Text provided:

··········

Should we be afraid of AI? - tonybeltramelli
https://aeon.co/essays/true-ai-is-both-logically-possible-and-utterly-implausible
======
YeGoblynQueenne
I'll keep this from the article:

>> We share the infosphere with digital technologies. These are ordinary
artefacts that outperform us in ever more tasks, despite being no cleverer
than a toaster. Their abilities are humbling and make us reevaluate human
exceptionality and our special role in the Universe, which remains unique. We
thought we were smart because we could play chess. Now a phone plays better
than a Grandmaster. We thought we were free because we could buy whatever we
wished. Now our spending patterns are predicted by devices as thick as a
plank.

More to the point, we don't need superintelligence to do great damage to
ourselves, and possibly even destroy ourselves. A machine that's thick as a
brick and in control of vital systems will cause disaster already.

My worry with all that is that the hype that surrounds AI risks keeping us
from realising this and trusting dumb technology to do work that requires real
intelligence.

Edit: Oh dear. Also, this:

 _What’s the difference [between yourself and AlphaGo]? The same as between
you and the dishwasher when washing the dishes._

ZOMG did that guy just say AlphaGo is no smarter than your dishwasher? Oh yes
he did! And he's totally right.

··········

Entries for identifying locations
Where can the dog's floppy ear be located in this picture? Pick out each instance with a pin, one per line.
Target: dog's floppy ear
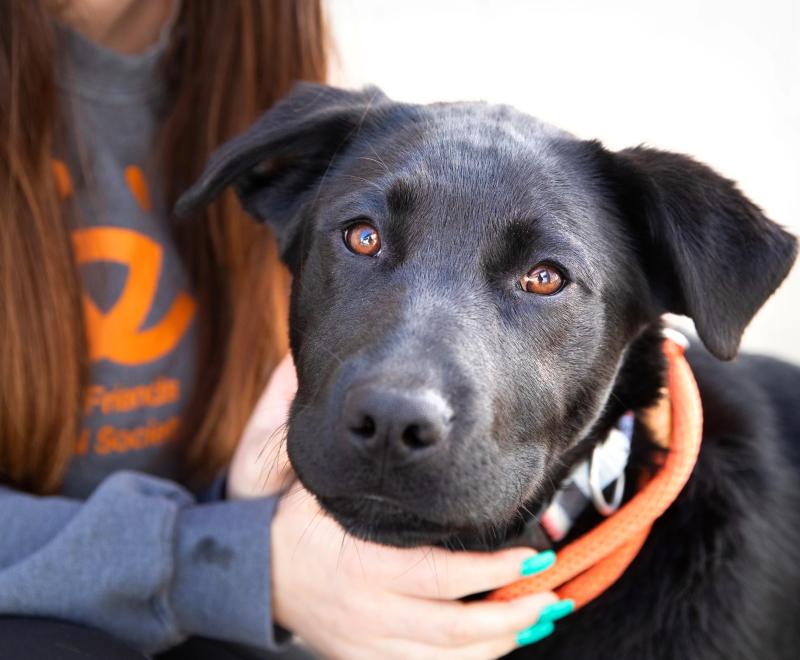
(708, 251)
(275, 164)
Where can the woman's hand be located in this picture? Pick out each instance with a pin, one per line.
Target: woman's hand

··········

Your task: Please set down, word for word, the stretch of the forum thread on AI from "Edit: Oh dear." through "he's totally right.". Work only from the forum thread on AI.

Answer:
Edit: Oh dear. Also, this:

 _What’s the difference [between yourself and AlphaGo]? The same as between
you and the dishwasher when washing the dishes._

ZOMG did that guy just say AlphaGo is no smarter than your dishwasher? Oh yes
he did! And he's totally right.